> Directive
Set down every record once more, exactly as given.

(Excerpt from a dataset)

_____

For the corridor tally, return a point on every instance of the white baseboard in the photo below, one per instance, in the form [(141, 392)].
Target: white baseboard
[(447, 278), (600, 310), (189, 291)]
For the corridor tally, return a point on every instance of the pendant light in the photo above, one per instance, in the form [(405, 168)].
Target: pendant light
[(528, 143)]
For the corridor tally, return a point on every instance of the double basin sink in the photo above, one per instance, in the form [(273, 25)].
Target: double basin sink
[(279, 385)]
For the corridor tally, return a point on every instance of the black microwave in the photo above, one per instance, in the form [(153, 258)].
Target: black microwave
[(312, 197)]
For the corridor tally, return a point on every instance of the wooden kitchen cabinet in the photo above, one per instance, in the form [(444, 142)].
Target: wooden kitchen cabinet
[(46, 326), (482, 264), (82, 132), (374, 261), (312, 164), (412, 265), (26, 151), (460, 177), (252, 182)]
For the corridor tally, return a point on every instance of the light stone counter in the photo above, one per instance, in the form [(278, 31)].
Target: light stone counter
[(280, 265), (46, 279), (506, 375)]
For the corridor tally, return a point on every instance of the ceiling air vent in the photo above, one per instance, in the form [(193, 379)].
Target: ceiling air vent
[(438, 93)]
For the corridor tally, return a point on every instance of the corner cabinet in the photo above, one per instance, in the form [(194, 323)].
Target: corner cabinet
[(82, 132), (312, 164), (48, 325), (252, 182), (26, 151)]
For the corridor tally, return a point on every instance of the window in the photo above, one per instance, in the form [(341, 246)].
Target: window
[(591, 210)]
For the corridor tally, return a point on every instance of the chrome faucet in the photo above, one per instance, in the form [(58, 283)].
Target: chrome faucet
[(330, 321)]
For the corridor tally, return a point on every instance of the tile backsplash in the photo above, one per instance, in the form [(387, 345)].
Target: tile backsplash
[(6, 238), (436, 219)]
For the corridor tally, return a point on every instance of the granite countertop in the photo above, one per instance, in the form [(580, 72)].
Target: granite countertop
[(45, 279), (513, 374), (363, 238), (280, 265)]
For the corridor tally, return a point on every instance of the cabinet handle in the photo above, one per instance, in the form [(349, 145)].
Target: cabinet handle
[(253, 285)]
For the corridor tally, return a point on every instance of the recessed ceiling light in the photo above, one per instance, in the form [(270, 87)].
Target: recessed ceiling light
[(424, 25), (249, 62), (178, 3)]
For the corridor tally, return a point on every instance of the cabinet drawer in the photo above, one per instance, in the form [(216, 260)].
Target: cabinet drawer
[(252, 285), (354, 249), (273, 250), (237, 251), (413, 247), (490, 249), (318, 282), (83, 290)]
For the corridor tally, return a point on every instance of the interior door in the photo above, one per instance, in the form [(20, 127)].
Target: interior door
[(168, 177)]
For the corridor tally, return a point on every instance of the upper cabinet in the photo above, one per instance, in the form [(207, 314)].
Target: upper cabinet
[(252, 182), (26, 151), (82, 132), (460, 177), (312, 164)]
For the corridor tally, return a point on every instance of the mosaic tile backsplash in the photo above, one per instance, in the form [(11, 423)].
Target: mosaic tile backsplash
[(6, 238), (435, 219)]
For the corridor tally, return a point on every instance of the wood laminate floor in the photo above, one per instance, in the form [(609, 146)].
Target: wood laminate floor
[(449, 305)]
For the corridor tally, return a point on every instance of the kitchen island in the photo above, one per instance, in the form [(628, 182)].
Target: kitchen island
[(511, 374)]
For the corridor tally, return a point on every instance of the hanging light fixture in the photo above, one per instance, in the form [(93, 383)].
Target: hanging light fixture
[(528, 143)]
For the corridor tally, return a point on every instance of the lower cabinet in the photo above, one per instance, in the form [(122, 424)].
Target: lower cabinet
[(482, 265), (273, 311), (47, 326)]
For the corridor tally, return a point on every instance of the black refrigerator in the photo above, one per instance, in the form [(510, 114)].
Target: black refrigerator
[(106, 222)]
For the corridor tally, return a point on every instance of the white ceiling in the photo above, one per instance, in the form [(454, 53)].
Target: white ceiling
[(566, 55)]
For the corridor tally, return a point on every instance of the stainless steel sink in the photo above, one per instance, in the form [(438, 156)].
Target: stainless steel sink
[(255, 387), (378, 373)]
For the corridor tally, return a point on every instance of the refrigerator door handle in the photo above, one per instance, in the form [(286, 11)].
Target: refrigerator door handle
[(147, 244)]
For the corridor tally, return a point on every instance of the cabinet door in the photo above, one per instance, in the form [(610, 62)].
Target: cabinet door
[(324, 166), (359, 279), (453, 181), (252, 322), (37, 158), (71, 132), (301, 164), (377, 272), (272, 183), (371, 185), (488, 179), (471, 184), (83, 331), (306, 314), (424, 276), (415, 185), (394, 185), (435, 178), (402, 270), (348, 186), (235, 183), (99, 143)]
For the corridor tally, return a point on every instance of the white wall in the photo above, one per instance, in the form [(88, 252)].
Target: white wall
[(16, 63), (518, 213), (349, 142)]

_____

> Full response
For the corridor tally, return a point on every instance of the white baseboard in the photo below, one per instance, in the form [(141, 392)].
Target: white baseboard
[(447, 278), (600, 310), (189, 291)]
For the corridor tally, return a point on every instance of the pendant light in the photo above, one per instance, in the form [(405, 168)].
Target: pendant light
[(528, 143)]
For the corridor tally, return a point on every instance of the double basin sink in the photo above, one per instance, in the form [(273, 25)].
Target: double basin sink
[(279, 385)]
For the corridor tally, return a point on every instance of the black microwave in the photo above, one per instance, in the form [(153, 258)].
Target: black microwave
[(312, 197)]
For the corridor tally, return a point on every instance of the wooden kitchen cabinet in the photo above, one per instance, in the form [(444, 142)].
Target: wooden kitchen cabinet
[(46, 326), (482, 264), (82, 132), (374, 261), (312, 164), (412, 265), (26, 151), (460, 177), (252, 182)]
For the corridor tally, return a point on every instance of the light stone counter in the photo above, one per instance, in the form [(278, 31)].
Target: light stone counter
[(280, 265), (46, 279), (506, 375)]
For the corridor tally, return a point on every instance of the ceiling air vent in the photo above, one per instance, in the form [(193, 379)].
Target: ceiling air vent
[(438, 93)]
For the corridor tally, return a point on every instance of the corner cabinet in the photo above, one per instance, in the form [(194, 323)].
Target: corner cabinet
[(82, 132), (312, 164), (48, 325), (252, 182), (26, 151)]
For the corridor tally, return a point on every instance of the window in the photo above, one per instance, in the form [(341, 246)].
Target: window
[(591, 210)]
For the corridor tally, return a point on every instance of the chrome faucet in the photo above, one per instance, in the form [(58, 283)].
Target: chrome faucet
[(330, 321)]
For the corridor tally, return a point on every instance of the tile backsplash in the photo above, one per instance, in the form [(387, 345)].
Target: tile backsplash
[(6, 238), (436, 219)]
For the corridor tally, return a point on every instance of the granite countertop in the photo above, one per instance, in the form [(580, 72)].
Target: granite countertop
[(45, 279), (513, 374), (363, 238), (280, 265)]
For the corridor tally, return a point on every instance of the cabinet handle in the photo above, one per instance, in the form [(349, 145)].
Target: cabinet handle
[(253, 285)]
For the corridor tally, return a point on every instance of the recessed ceiling light in the photo above, one per instance, in the form [(270, 87)].
Target: recessed ceiling light
[(424, 25), (249, 62), (178, 3)]
For the corridor tally, return a point on every instance of the cabinet drawer in the photo above, one per instance, in the form [(216, 260)].
Target: cabinet drawer
[(252, 285), (354, 249), (273, 250), (237, 251), (413, 247), (490, 249), (318, 282), (83, 290)]
For the corridor tally, return a point on every instance of the interior door in the photo above, one per instance, in the form [(20, 127)].
Target: interior door
[(168, 177)]
For the corridor tally, return a point on every instance of the upper cabinet in the photo above, one per instance, in the form [(207, 314)].
Target: upper cabinet
[(252, 182), (26, 151), (82, 132), (460, 177), (312, 164)]
For the corridor tally, return a point on every instance of the mosaic tile backsplash in the photo above, one per instance, in the form [(11, 423)].
Target: mosaic tile backsplash
[(6, 238), (435, 219)]
For the corridor tally, return a point on every instance of the wood laminate floor in the photo above, one per instance, in the form [(609, 146)].
Target: wood laminate floor
[(449, 305)]
For the corridor tally, return a point on every instance of the kitchen island in the photo above, one per instance, in the form [(628, 182)].
Target: kitchen island
[(511, 374)]
For the corridor tally, return a point on every instance of the hanging light fixture in the photo above, one per instance, in the form [(93, 383)].
Target: hanging light fixture
[(528, 143)]
For the corridor tally, return a point on every instance of the lower cabinet in the photo above, one per instance, in the form [(122, 424)].
Target: lower cabinet
[(482, 265), (273, 311), (47, 326)]
For the corridor tally, return a point on every instance of the black refrigerator in the photo above, one per instance, in the form [(510, 114)].
Target: black refrigerator
[(106, 222)]
For the corridor tally, return a point on every instance of the white ceiling in the photo above, one per instance, in the form [(454, 53)].
Target: white ceiling
[(566, 55)]
For the corridor tally, return a point on every instance of the stainless steel sink in the photo above, one per instance, in the form [(438, 156)].
Target: stainless steel sink
[(255, 387), (378, 373)]
For the corridor tally, return a point on every instance of the refrigerator door handle in the photo above, one per instance, in the form [(286, 11)].
Target: refrigerator door handle
[(147, 244)]
For the corridor tally, return a point on every instance of the cabinet door in the photo above, one per instance, in the form [(610, 62)].
Target: cabinet door
[(324, 166), (359, 279), (453, 181), (252, 322), (37, 158), (71, 132), (301, 164), (377, 272), (272, 183), (371, 185), (488, 179), (471, 184), (83, 331), (306, 314), (424, 276), (415, 185), (394, 185), (435, 178), (402, 270), (348, 186), (235, 183), (99, 143)]
For the corridor tally, return a point on every instance of the white wall in the photo above, one per instance, in the form [(88, 252)].
Target: white wall
[(16, 63), (518, 213), (349, 142)]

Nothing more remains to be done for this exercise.